■ Instructions to follow: Go through the entries below from the first line and output each one exactly, up to and including the line with "out like [78,251].".

Region pointing data
-*-*-
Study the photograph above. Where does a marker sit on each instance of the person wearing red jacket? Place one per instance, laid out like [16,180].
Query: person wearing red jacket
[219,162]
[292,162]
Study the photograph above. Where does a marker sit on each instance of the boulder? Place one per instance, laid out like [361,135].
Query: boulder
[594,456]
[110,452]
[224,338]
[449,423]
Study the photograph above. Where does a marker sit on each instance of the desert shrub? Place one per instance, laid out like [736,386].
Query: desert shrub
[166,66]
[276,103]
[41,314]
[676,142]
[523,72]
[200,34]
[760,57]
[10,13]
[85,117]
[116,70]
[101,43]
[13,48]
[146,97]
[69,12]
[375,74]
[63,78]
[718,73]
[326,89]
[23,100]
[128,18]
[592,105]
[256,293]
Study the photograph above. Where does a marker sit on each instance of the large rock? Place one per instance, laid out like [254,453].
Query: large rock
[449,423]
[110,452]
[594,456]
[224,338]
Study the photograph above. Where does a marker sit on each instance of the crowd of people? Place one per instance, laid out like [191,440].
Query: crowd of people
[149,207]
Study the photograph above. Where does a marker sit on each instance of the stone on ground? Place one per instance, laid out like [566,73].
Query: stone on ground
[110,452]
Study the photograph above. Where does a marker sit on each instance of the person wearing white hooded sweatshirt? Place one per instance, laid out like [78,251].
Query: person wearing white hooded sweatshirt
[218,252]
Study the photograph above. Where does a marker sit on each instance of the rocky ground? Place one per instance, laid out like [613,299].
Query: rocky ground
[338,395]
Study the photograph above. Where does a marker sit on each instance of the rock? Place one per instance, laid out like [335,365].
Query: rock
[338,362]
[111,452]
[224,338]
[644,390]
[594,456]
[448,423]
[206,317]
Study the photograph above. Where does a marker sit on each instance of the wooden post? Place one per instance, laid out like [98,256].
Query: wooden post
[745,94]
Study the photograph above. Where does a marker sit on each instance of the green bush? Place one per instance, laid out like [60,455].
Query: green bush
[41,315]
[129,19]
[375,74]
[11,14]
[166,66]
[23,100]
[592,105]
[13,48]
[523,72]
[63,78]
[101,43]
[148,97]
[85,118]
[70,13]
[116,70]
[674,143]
-*-*-
■ Written answer:
Study the photograph above. Where does a marker sit on each instance of the person wearing red jacket? Place one per instance, laid out like [16,180].
Query: person wearing red jacket
[219,162]
[292,162]
Study the photograph above. Where does a marker sit on each instance of the boulder? Place one per instance, laid out like [361,135].
Query: boulder
[594,456]
[110,452]
[224,338]
[449,423]
Study the photograph above. Where does a marker sit on each instance of the desert shrub? Place one per instance, laid out like [736,386].
Query: desert shrub
[166,66]
[276,103]
[41,314]
[676,142]
[523,72]
[200,34]
[760,57]
[10,13]
[85,117]
[116,70]
[101,43]
[13,48]
[146,97]
[69,12]
[375,74]
[63,78]
[718,73]
[326,89]
[23,100]
[128,18]
[592,105]
[256,293]
Study the photograph above. Where does a marker sit on each instance of the large rock? Place one per instance, laid out like [254,453].
Query: large rock
[449,423]
[110,452]
[594,456]
[224,338]
Study the photograph above. Where does a marker sit on each instance of the crowd of people? Place one per instance, laid out like [191,440].
Query: crowd of people
[149,207]
Study the photograph above. Where does a marker sit on each instance of the stone on ground? Place one per instance, laid out like [566,73].
Query: stone on ground
[110,452]
Study the photograph above. Where does a marker sit on each instance of the person wearing white hooded sweatshirt? Place one per instance, laid out like [78,251].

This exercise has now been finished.